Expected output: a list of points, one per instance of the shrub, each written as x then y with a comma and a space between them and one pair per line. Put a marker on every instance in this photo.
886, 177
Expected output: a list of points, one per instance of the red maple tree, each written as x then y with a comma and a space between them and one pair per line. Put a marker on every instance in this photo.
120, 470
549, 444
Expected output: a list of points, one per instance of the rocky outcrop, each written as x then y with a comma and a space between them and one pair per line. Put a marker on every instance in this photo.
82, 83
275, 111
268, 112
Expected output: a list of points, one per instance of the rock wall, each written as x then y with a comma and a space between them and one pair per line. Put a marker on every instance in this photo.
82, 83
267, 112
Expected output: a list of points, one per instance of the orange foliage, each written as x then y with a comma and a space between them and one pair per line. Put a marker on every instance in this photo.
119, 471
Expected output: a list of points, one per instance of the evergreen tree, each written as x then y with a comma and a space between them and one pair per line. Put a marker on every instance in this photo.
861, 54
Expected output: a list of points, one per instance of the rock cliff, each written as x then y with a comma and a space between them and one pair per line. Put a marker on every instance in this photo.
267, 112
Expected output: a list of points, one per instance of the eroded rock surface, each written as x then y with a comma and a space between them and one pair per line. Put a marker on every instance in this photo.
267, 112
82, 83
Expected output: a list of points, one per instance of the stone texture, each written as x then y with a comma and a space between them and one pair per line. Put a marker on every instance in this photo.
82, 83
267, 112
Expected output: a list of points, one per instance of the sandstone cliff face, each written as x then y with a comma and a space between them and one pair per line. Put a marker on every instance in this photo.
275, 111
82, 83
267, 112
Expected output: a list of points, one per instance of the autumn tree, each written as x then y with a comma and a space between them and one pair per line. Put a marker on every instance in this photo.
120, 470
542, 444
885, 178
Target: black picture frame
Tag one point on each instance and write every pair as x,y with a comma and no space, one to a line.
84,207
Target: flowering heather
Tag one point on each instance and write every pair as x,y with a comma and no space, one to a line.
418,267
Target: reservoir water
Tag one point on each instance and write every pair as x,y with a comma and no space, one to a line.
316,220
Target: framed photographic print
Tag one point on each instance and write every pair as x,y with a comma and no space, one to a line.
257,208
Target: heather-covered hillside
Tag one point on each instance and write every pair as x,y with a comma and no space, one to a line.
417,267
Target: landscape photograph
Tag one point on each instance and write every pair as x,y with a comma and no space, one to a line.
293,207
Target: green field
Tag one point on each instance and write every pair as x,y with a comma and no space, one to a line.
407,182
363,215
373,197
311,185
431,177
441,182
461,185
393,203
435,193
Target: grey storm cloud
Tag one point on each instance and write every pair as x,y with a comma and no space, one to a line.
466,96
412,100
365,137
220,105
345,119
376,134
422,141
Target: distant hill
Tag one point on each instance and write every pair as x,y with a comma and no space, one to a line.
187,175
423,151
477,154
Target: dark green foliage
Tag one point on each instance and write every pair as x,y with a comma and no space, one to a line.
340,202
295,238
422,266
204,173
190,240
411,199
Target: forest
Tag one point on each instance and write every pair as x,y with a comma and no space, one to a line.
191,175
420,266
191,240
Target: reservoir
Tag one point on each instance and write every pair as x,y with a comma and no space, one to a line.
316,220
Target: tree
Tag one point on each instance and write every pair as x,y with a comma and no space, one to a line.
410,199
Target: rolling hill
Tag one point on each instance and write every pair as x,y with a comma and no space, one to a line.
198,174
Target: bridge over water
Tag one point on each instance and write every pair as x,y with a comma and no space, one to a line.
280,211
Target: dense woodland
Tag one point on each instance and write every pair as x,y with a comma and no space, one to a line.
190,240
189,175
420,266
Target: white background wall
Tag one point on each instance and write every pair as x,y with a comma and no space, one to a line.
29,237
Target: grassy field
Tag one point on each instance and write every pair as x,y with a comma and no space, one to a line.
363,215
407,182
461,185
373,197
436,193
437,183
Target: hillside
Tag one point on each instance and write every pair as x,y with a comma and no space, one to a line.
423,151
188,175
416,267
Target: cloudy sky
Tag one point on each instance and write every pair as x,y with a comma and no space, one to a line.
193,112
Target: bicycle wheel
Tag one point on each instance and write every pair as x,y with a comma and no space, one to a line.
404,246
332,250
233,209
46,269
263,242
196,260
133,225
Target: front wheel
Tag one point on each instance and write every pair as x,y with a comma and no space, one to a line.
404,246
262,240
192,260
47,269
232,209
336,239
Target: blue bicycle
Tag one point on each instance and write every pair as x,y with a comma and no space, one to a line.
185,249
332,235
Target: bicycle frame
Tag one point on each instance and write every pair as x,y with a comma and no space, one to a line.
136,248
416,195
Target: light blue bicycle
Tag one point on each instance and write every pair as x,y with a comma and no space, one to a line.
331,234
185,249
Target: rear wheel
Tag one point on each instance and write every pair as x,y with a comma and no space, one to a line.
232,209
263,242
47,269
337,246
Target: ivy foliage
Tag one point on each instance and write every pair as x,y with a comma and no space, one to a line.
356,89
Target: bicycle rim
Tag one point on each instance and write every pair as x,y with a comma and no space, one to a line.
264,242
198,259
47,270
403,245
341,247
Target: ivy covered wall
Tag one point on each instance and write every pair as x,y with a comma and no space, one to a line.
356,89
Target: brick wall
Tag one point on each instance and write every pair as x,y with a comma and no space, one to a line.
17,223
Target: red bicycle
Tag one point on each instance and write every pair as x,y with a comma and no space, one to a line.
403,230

STATED EXERCISE
Give all of the entries again, word for word.

FINAL ANSWER
Expected output: a list of points, one per instance of the shrub, each written as x then y with a comma and a space between them and one pair per line. Put a marker on every instance in this photo.
886, 177
Expected output: a list of points, one per instance of the red maple tree, each written as x then y with a comma and a space between them and one pair per line. Put a marker on every instance in this photo.
120, 470
549, 444
Expected output: a list of points, one per instance of the rocky outcrop, each written as x then y with a comma and a space between them and one pair per line. Put a marker on every instance in this photo.
82, 83
275, 111
268, 112
Expected output: a list of points, one per instance of the rock wall, each written as x then y with a comma and a space between them and one pair per line. Put a marker on every instance in this photo.
82, 83
267, 112
Expected output: a list of points, one per instance of the orange foliage, each written as x then y with a comma and a space between them and one pair per line. Put a marker on every instance in this photo.
119, 471
Expected output: a list of points, one per instance of the evergreen tree, each written as x then y with a comma and a space between them and one pair per line. Put a marker on every instance in this photo.
861, 54
Expected output: a list of points, one per instance of the rock cliff, each written as x then y with a comma and a space between them and one pair per line. Put a marker on every instance in this photo.
267, 112
Expected output: a list of points, one per instance of the eroded rock surface, each written as x then y with a comma and a space between them and one pair per line. Put a marker on every instance in this photo.
267, 112
82, 83
Expected output: a list of points, one per instance of the stone texture, each written as x then y with a comma and a space between them and one pair per line. Put a marker on every instance in this photo.
82, 83
267, 112
Expected output: a list of points, one per instance of the sandstone cliff face, each written as x then y with a comma and a space between them and one pair per line. Put a marker on every instance in this photo.
275, 111
82, 83
267, 112
Expected output: a list of points, one per instance of the autumn tree, each written as x then y with a comma and a space between them and one pair per line. Put a marker on every instance in this photo.
120, 470
542, 444
885, 178
Target: black picture frame
Tag one point on each instance and write every pair as x,y with a comma and no space, one to a line.
84,207
Target: flowering heather
Tag one point on each instance and write every pair as x,y with a comma and no space, one to a line.
418,267
Target: reservoir water
Tag one point on each instance and write every pair as x,y with a comma and no space, one to a line.
316,220
Target: framed photographic print
Tag one point on each instance and write every pair as x,y with a comma and no space, one to a line.
257,208
Target: heather-covered hillside
Tag one point on each instance and write every pair as x,y with a comma and no space, one to a line.
417,267
Target: landscape photograph
Tag one point on each instance and write every pair as x,y with a comma and no space, one to a line.
293,207
Target: green field
Tag one point on each instance and write every pair as x,y with a comma and no space, one to a line.
407,182
363,215
373,197
311,185
431,177
441,182
461,185
393,203
435,193
Target: grey storm cloud
Tag one point on each instance and write every pair as x,y with a comma and no space, one to a line.
466,96
412,100
365,137
220,105
345,119
376,134
422,141
Target: distant hill
Tag one point on each instance and write every pair as x,y with a comma and no space, one to a line.
187,175
423,151
477,154
Target: dark green foliage
Tag one point on each instance and write every pair as x,y with a comma and no space, one to a line.
340,202
295,238
422,266
204,173
190,240
411,199
Target: forest
Tag one point on each instance and write every pair as x,y with a comma and no space, one to a line.
191,175
420,266
191,240
Target: reservoir
Tag one point on each instance and write every pair as x,y with a comma and no space, one to a line.
316,220
Target: tree
Tag one point on each instance and write every pair as x,y with a comma and no space, one to a line.
410,199
Target: rolling hill
Tag one point on each instance and write every pair as x,y with a comma and no space, one to a line.
198,174
Target: bridge over water
Tag one point on each instance and write every pair as x,y with a comma and no space, one to a line.
280,211
Target: dense woodland
Tag one point on each instance and write every pair as x,y with a comma and no space, one to a line.
190,240
189,175
420,266
Target: white background wall
Tag one point on each instance and write every pair as x,y with a comma and no space, one to a line.
29,237
Target: grassy field
Tag one point on each instance and write every pair as x,y with a comma and no space, one to a line.
363,215
407,182
461,185
373,197
436,193
437,183
Target: hillside
Tag one point on each instance and write every pair as x,y with a comma and no space, one to a line.
423,151
188,175
416,267
Target: cloudy sky
Tag one point on each instance and write every pair as x,y with a comma and no space, one to a line.
193,112
Target: bicycle wheel
Tag one point on each instance and write every pair as x,y with a comma and no space, one to a line.
404,246
332,250
233,209
46,269
263,242
196,260
133,225
Target: front wheel
Tag one point on each instance and write every pair as x,y with a comma and no space, one to a line.
404,246
262,240
192,260
47,269
232,209
336,239
Target: blue bicycle
Tag one point on each instance and write every pair as x,y with a comma and no space, one to a line.
185,249
332,235
Target: bicycle frame
Tag one point on each instance and write every pair as x,y with a comma and no space, one to a line.
136,248
416,195
Target: light blue bicycle
Tag one point on each instance and write every pair as x,y with a comma and no space, one to a line.
331,234
185,249
Target: rear wheel
Tag one point on each instance and write every pair as x,y with a comma and no space, one to a line.
232,209
263,242
47,269
337,246
Target: ivy foliage
Tag one point on each instance and write every pair as x,y with a comma and no space, one to a line.
356,89
Target: bicycle rim
Tag one point on each instance and write every pair as x,y with a comma and no space, one to a line.
264,242
198,259
47,270
403,245
341,247
Target: ivy covered wall
Tag one point on each instance and write every pair as x,y with a comma and no space, one to a line.
356,89
Target: brick wall
Tag one point on each instance and write every pair as x,y with a comma and no space, one to a line.
17,223
Target: red bicycle
Tag one point on each instance and write every pair as x,y with a comma and no space, one to a line.
403,230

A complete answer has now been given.